▸ The task: Exactly as written, please set down all of the entries again, with no pictures.

··· Records for this exercise

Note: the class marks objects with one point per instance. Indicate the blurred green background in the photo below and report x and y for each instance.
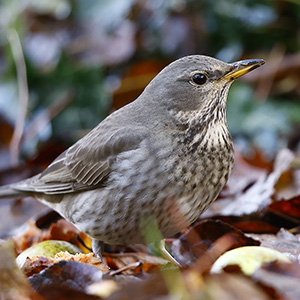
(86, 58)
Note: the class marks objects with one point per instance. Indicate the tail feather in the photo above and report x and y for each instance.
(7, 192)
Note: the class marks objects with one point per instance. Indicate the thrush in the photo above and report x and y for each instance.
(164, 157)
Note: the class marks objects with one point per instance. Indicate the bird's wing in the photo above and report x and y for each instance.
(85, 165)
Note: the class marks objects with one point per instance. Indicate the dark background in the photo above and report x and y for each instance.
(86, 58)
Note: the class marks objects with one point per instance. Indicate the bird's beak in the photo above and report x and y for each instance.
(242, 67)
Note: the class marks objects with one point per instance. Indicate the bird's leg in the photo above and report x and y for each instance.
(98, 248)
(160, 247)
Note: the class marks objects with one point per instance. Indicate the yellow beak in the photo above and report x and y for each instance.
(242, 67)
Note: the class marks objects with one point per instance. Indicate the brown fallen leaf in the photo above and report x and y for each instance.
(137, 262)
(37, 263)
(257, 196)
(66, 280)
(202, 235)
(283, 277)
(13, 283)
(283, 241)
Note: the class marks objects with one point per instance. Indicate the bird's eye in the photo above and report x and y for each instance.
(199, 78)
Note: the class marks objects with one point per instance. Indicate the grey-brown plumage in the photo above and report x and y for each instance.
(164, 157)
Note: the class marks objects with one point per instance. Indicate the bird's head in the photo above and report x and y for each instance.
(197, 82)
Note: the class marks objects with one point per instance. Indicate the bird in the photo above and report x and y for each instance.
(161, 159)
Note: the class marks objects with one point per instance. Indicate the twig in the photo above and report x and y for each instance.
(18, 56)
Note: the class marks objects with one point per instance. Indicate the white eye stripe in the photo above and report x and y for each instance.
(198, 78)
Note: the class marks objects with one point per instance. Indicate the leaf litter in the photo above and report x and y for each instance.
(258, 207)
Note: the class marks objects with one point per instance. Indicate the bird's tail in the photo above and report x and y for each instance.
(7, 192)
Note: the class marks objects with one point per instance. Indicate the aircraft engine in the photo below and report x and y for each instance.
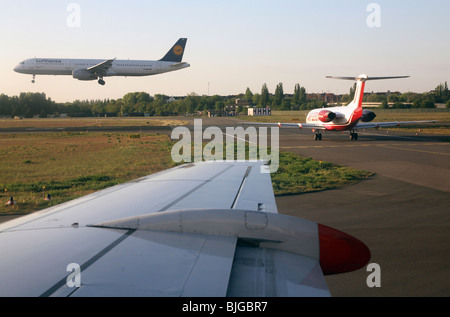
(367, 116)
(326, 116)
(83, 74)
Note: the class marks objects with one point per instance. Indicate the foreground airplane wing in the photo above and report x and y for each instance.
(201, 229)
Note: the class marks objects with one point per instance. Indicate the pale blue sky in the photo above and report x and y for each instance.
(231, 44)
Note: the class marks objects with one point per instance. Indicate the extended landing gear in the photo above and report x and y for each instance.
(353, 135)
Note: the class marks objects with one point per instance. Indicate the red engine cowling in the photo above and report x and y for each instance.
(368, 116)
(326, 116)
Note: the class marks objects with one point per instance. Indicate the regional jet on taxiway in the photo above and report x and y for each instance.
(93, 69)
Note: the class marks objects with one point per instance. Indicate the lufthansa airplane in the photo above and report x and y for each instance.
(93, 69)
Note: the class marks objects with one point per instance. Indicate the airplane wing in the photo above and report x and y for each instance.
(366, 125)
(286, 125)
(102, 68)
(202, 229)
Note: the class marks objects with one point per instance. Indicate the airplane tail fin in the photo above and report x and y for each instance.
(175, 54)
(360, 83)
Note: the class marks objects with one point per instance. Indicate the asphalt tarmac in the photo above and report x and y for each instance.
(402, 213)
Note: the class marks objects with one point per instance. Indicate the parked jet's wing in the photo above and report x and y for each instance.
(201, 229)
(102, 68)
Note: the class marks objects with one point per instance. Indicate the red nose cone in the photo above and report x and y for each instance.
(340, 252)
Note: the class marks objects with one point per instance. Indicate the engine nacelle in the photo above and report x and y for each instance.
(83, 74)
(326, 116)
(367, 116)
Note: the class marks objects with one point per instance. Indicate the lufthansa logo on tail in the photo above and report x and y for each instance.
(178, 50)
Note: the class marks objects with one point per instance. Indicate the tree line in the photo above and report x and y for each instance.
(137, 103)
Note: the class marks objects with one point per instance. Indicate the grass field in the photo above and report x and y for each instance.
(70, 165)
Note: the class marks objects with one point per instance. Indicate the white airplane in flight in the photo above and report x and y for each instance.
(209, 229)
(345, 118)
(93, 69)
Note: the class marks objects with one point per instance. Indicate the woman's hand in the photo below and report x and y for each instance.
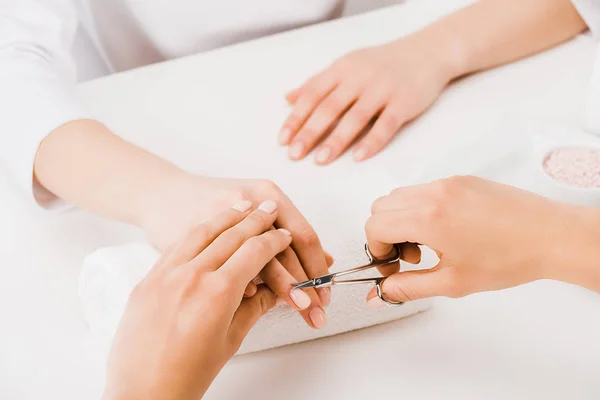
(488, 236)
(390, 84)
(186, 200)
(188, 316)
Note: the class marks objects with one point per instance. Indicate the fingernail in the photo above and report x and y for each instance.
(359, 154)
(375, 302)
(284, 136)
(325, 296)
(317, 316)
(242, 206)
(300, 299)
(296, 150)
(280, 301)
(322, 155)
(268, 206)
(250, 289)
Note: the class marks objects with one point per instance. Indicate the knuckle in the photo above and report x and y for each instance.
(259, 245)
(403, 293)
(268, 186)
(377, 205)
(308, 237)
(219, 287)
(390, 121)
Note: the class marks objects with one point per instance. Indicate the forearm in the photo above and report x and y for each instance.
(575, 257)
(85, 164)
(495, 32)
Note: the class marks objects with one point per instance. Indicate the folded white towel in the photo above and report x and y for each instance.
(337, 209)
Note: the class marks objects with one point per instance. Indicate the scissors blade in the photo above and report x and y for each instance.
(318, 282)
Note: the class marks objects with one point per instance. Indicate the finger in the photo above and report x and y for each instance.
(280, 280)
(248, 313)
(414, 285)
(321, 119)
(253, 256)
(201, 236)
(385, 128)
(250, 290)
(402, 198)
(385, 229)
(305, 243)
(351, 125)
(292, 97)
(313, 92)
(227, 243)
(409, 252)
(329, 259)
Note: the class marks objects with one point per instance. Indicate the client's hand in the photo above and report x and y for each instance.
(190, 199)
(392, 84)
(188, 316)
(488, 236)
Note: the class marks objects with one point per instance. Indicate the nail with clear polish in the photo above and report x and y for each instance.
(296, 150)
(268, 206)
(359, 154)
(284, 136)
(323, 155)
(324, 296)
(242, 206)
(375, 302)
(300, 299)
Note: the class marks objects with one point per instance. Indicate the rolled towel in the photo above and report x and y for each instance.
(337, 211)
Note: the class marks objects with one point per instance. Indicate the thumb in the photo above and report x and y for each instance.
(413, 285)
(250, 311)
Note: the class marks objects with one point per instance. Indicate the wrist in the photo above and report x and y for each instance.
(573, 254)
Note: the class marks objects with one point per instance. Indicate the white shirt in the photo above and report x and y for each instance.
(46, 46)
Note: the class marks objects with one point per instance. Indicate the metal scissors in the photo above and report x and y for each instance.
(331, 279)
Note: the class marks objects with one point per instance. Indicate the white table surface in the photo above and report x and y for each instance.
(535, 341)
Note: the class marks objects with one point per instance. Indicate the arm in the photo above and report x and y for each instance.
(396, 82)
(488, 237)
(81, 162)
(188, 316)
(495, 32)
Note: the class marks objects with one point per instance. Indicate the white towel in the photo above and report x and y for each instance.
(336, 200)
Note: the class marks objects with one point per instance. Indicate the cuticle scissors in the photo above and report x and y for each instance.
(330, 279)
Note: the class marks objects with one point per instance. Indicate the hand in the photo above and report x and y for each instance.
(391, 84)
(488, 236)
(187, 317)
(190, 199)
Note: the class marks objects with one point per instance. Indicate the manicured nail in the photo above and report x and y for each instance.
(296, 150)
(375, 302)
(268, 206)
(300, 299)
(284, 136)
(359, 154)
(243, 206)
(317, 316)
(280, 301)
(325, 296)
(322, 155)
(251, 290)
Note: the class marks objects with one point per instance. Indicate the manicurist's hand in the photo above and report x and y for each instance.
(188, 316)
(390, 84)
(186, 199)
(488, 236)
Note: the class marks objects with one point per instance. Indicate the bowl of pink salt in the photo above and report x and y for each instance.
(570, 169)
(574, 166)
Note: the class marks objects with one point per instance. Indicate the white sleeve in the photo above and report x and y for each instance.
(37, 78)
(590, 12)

······

▸ Answer to this problem:
Note: the class marks objects with one point per instance. Indicate the blurred green background in the photo below and report x and y for each instance.
(86, 58)
Note: the class marks objects with one point per instance. Indicate the tail feather in the photo above and report x and y for each instance.
(7, 192)
Note: the class marks objects with one point per instance. Indicate the thrush in the photo above and report x and y for each instance.
(164, 157)
Note: the class marks objects with one point per instance. Indicate the bird's wing in the photo above and report x and y for each instance.
(85, 165)
Note: the class marks objects with one point per instance. Indicate the dark background in the photo above and report x and y for each instance.
(86, 58)
Note: the class marks objects with one point per instance. Indicate the bird's beak in the photo above and report x and y for each instance.
(242, 67)
Note: the class marks objects with one point per instance. Indicate the bird's leg in the photo above and report x and y for each instance.
(98, 248)
(160, 247)
Note: the class marks objects with one point per instance. Indicate the yellow beak in the photo above and report x and y for each instance.
(242, 67)
Note: the class marks objects with one point per instance. Indicate the brown fallen leaf in the photo above and report x and y for each instance.
(137, 262)
(37, 263)
(257, 196)
(66, 280)
(202, 235)
(283, 277)
(13, 283)
(283, 241)
Note: the class marks objects with one point per instance. Indicate the bird's eye in the photo above and report x and y for each instance.
(199, 78)
Note: the class marks objects with one point per instance. Indicate the grey-brown plumage in the photo above and report x and y for each instance.
(164, 157)
Note: the class marks objects with one point per instance. Indicate the bird's head in the photo above and report x and y for each instance.
(197, 82)
Note: the class marks objects with one point per instance. Indicate the bird in the photo above and report x and y for each instance.
(161, 159)
Note: the class marks objects with one point per instance. Indicate the twig in the photo above and report x and y for each instance.
(18, 56)
Note: the class marks objects with one point per instance. Indicate the white eye stripe in the photo above and report x and y for each instance.
(198, 78)
Note: the class marks objects with one point per instance. Indicate the leaf litter in the photo above and report x and y for each instance.
(258, 207)
Note: the class marks objects with one point per instance. Indicate the bird's tail in the photo above and report x and y for each instance.
(7, 192)
Note: the class marks objects with one point per instance. Indicate the aircraft engine in the photo below and report x and y for each instance.
(367, 116)
(326, 116)
(83, 74)
Note: the class marks objects with one point per instance. Indicate the foreground airplane wing in the photo above and report x and y for each instance.
(201, 229)
Note: the class marks objects with one point per instance. Indicate the pale blue sky in the photo above and report x and y for each instance.
(231, 44)
Note: the class marks objects with one point per instance. Indicate the extended landing gear in the photo above and report x and y for each instance.
(353, 135)
Note: the class marks objects with one point per instance. Indicate the red engine cowling in the photo above and report x and y for each instance.
(368, 116)
(326, 116)
Note: the class marks objects with one point per instance. Indicate the regional jet on taxiway in the photo above and report x and y for each instance.
(93, 69)
Note: the class marks objects with one point per instance. Indicate the lufthansa airplane in the photo above and report x and y for each instance.
(93, 69)
Note: the class marks objects with one point per instance. Indicate the airplane wing in the photo above and report x and y for each instance.
(366, 125)
(286, 125)
(102, 68)
(202, 229)
Note: the class marks objects with one point per instance. Indicate the airplane tail fin in the photo above and report x and y for each instance.
(175, 54)
(360, 83)
Note: the class marks objects with one point per instance. Indicate the asphalt tarmac in the photo above and report x and y for each instance.
(402, 213)
Note: the class marks objects with one point per instance. Indicate the parked jet's wing in the photo above and report x and y for each instance.
(201, 229)
(102, 68)
Note: the class marks objects with one point per instance. Indicate the red nose cone in the photo above and report x and y for each instance.
(340, 252)
Note: the class marks objects with one point per instance. Indicate the engine nacelle in the photo above and report x and y for each instance.
(83, 74)
(326, 116)
(367, 116)
Note: the class marks objects with one point per instance. Indicate the lufthansa logo on tail in the photo above and report x and y for each instance.
(178, 50)
Note: the class marks objects with one point per instance. Indicate the tree line in the photo above and report x and y for each instance.
(137, 103)
Note: the class marks objects with one point per instance. Indicate the grass field in the photo above and report x and y for each instance.
(70, 165)
Note: the class marks objects with one point per instance. Indicate the white airplane in flight in the photo above and report x and y for each instance.
(209, 229)
(345, 118)
(93, 69)
Note: the class marks objects with one point per instance. Indicate the woman's hand in the photo below and report x and y for each instance.
(488, 236)
(390, 84)
(186, 200)
(188, 316)
Note: the class marks objects with one point per instance. Indicate the fingernail in the photo above and report x and y for each instance.
(359, 154)
(375, 302)
(284, 136)
(325, 296)
(317, 316)
(242, 206)
(300, 299)
(296, 150)
(280, 301)
(322, 155)
(268, 206)
(250, 289)
Note: the class marks objects with one point per instance. Indicate the knuckle in the photo above and report x and y for each instance.
(259, 245)
(403, 293)
(268, 186)
(377, 205)
(308, 237)
(219, 287)
(390, 121)
Note: the class marks objects with one point per instance. Indicate the forearm in the photo above and report x and y for each instance.
(575, 257)
(85, 164)
(495, 32)
Note: the class marks objects with one point per instance. Indicate the folded white towel in the photo above and report x and y for each instance.
(337, 209)
Note: the class marks objects with one point per instance. Indicate the scissors blade in the photo above and report x and y for each instance.
(318, 282)
Note: the class marks objects with one point per instance. Indicate the finger in the photo above and report x and y for each instance.
(280, 280)
(248, 313)
(414, 285)
(321, 119)
(253, 256)
(201, 236)
(385, 128)
(250, 290)
(402, 198)
(385, 229)
(305, 243)
(351, 125)
(292, 97)
(313, 92)
(227, 243)
(409, 252)
(329, 259)
Note: the class marks objects with one point per instance. Indicate the client's hand in the photo above and report x and y for each instance.
(190, 199)
(392, 84)
(188, 316)
(488, 236)
Note: the class marks objects with one point per instance. Indicate the nail with clear polish in the photo above and report x and y for each instance.
(296, 150)
(268, 206)
(359, 154)
(284, 136)
(323, 155)
(324, 296)
(242, 206)
(375, 302)
(300, 299)
Note: the class marks objects with one point per instance. Indicate the rolled towel in the photo above and report x and y for each instance.
(337, 211)
Note: the class marks objects with one point per instance. Indicate the thumb in the photo above and report x and y for each instance.
(413, 285)
(250, 311)
Note: the class marks objects with one point per instance. Indicate the wrist in the photo above and report x and y for each instance.
(573, 254)
Note: the class marks objects with one point per instance. Indicate the white shirt in the photo above and report x and y for each instance.
(46, 46)
Note: the class marks objects with one point per instance. Indicate the metal scissors in the photo above and report x and y for each instance.
(331, 279)
Note: the class marks objects with one point per instance. Indicate the white table surface in the photo above and report x and y for each instance.
(535, 341)
Note: the class marks objects with one point per instance. Indicate the arm in the photo above and report x and y for each instance.
(396, 82)
(488, 237)
(81, 162)
(188, 316)
(495, 32)
Note: the class marks objects with one point per instance. Indicate the white towel in the photo above and report x and y for each instance.
(336, 200)
Note: the class marks objects with one point per instance. Indicate the cuticle scissors in the photo above and report x and y for each instance.
(330, 279)
Note: the class marks objects with one point per instance. Indicate the hand in the photo above and report x and y for each instance.
(391, 84)
(488, 236)
(187, 317)
(190, 199)
Note: the class marks objects with one point per instance. Indicate the manicured nail in the photo above and report x and y for each instance.
(296, 150)
(375, 302)
(268, 206)
(300, 299)
(284, 136)
(359, 154)
(243, 206)
(317, 316)
(280, 301)
(325, 296)
(322, 155)
(251, 290)
Note: the class marks objects with one point per instance. Indicate the manicurist's hand in the photo above and report x and y for each instance.
(188, 316)
(390, 84)
(186, 199)
(488, 236)
Note: the class marks objects with one point per instance. Indicate the bowl of pink salt in the photo above and report x and y for each instance.
(570, 169)
(574, 166)
Note: the class marks objects with one point per instance. Indicate the white sleeve in the photo above and report x and y for each instance.
(37, 78)
(590, 12)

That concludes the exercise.